Your objective:
Among the entries below, extract exactly the lines that run from the one with "indicate the rear door" through the one with "Target: rear door window", both ends included.

Dataset excerpts:
=== Section Start ===

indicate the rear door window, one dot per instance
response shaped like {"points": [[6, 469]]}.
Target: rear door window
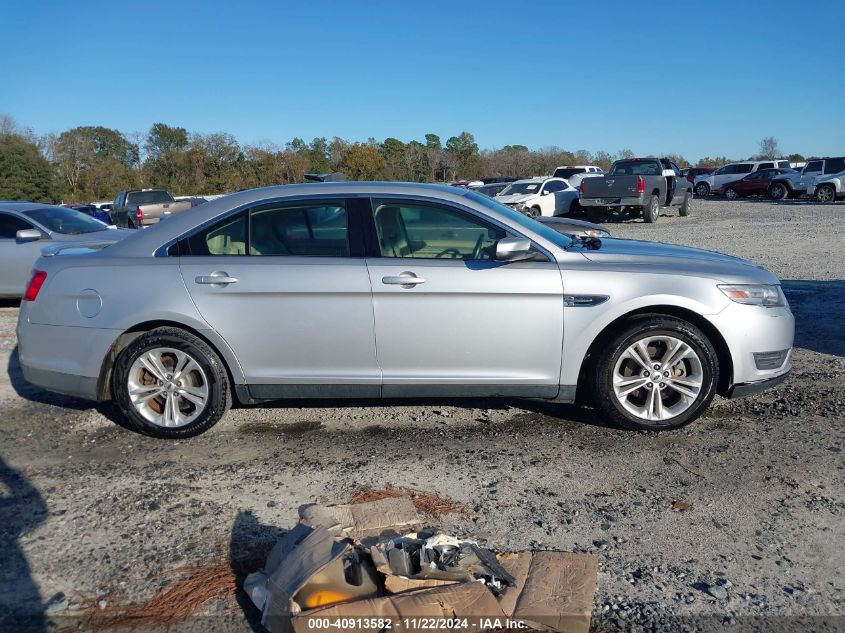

=== Section End ===
=== Section Start ===

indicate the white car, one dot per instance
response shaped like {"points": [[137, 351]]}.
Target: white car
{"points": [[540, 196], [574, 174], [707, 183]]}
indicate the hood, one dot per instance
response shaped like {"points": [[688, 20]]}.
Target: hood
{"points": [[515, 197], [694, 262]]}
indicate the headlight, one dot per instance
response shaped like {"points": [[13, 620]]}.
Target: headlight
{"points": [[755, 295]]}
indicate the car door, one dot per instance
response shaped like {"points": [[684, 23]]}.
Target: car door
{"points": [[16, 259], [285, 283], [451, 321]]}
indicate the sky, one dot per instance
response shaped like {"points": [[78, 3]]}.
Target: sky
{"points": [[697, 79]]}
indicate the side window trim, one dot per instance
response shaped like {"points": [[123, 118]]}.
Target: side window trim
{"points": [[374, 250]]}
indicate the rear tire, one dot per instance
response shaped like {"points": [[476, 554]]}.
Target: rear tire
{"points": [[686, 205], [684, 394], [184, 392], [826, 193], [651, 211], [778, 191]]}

=== Section End ===
=== Section Start ===

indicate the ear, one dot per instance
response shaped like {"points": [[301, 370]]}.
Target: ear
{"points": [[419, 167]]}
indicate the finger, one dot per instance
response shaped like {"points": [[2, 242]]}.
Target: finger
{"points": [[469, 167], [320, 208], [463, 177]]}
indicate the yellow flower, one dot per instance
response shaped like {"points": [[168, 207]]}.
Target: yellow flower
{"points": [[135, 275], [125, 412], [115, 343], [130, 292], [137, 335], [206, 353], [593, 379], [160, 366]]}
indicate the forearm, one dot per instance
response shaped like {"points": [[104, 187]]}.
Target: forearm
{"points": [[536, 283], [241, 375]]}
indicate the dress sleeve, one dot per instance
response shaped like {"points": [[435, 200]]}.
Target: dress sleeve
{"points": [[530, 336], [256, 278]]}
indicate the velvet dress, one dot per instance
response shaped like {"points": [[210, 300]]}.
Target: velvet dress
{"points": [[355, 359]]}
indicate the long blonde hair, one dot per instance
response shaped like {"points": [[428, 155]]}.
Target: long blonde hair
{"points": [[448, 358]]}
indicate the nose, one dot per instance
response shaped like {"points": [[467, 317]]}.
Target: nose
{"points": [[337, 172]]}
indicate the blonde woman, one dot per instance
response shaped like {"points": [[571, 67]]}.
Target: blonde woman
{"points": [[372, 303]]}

=== Section End ===

Output for this exercise:
indicate the rear door window, one dot per instance
response shaped like {"points": [[6, 469]]}.
Target: rear door window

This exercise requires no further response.